*EXERCISE OBJECTIVE*.
Reproduce word for word the lines of the data below, beginning with the line that contains "BATCH JOB #2094 — Class: decaying wood" and continuing through the end of the data.

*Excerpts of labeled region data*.
============================================================
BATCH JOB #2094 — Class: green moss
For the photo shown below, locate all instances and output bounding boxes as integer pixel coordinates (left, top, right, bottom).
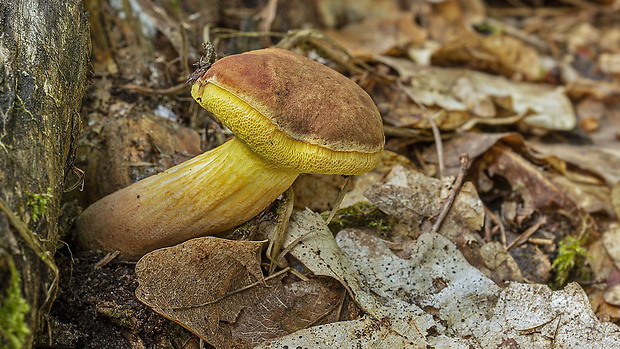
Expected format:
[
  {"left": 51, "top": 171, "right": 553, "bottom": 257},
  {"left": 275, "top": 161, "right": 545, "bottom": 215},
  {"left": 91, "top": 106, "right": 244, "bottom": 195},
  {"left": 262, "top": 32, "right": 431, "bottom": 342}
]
[
  {"left": 0, "top": 259, "right": 30, "bottom": 349},
  {"left": 550, "top": 235, "right": 590, "bottom": 290},
  {"left": 26, "top": 188, "right": 53, "bottom": 222},
  {"left": 322, "top": 202, "right": 396, "bottom": 234}
]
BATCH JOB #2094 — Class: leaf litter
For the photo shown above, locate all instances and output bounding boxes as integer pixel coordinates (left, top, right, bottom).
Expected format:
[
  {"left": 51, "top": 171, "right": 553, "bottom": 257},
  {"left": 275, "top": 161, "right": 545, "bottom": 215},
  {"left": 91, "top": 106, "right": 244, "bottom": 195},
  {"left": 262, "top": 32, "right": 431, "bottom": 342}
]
[{"left": 51, "top": 0, "right": 620, "bottom": 348}]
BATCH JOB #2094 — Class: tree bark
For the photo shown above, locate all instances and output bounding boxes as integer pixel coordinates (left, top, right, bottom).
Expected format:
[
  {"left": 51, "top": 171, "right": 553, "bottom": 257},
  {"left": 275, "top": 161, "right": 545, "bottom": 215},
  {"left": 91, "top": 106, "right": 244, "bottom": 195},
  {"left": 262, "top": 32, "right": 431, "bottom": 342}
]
[{"left": 0, "top": 0, "right": 90, "bottom": 348}]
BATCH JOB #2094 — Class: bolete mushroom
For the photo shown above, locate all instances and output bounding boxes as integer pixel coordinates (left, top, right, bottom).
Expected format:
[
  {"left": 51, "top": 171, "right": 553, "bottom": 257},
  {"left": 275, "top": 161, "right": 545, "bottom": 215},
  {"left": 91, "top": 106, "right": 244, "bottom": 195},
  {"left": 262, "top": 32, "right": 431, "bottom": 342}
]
[{"left": 77, "top": 49, "right": 384, "bottom": 257}]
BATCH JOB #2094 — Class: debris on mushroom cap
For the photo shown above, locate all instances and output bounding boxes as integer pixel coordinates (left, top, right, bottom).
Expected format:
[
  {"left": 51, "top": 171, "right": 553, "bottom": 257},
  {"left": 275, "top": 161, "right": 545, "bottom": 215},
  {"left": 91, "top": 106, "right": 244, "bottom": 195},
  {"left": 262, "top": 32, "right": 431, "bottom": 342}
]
[{"left": 192, "top": 49, "right": 384, "bottom": 174}]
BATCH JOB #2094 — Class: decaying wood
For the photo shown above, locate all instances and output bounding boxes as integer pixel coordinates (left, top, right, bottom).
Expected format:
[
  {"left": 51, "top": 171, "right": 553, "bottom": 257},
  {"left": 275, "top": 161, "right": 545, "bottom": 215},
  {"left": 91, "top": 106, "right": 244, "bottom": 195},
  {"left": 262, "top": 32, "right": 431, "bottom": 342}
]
[{"left": 0, "top": 0, "right": 90, "bottom": 348}]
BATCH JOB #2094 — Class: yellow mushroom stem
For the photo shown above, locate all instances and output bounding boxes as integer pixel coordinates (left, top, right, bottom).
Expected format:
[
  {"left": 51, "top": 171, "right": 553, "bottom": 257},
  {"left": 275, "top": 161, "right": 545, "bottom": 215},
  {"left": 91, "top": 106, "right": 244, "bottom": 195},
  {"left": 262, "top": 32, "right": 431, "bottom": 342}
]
[{"left": 77, "top": 138, "right": 299, "bottom": 257}]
============================================================
*ANSWER FOR THE TASK*.
BATCH JOB #2094 — Class: decaying wood
For the photo shown above, locate all instances and output bounding boxes as integer pixel coordinates (left, top, right, bottom).
Expected format:
[
  {"left": 51, "top": 171, "right": 553, "bottom": 257},
  {"left": 275, "top": 161, "right": 545, "bottom": 215},
  {"left": 91, "top": 106, "right": 244, "bottom": 195},
  {"left": 262, "top": 32, "right": 431, "bottom": 342}
]
[{"left": 0, "top": 0, "right": 90, "bottom": 348}]
BATCH JOB #2094 — Class: yellow mushroom stem
For the photo shown above, locate all instances and output bounding boxes as integer pixel coordinates (left, top, right, bottom).
Expected format:
[
  {"left": 51, "top": 171, "right": 553, "bottom": 257},
  {"left": 275, "top": 161, "right": 545, "bottom": 215},
  {"left": 91, "top": 106, "right": 244, "bottom": 195},
  {"left": 262, "top": 32, "right": 431, "bottom": 342}
]
[{"left": 77, "top": 138, "right": 299, "bottom": 257}]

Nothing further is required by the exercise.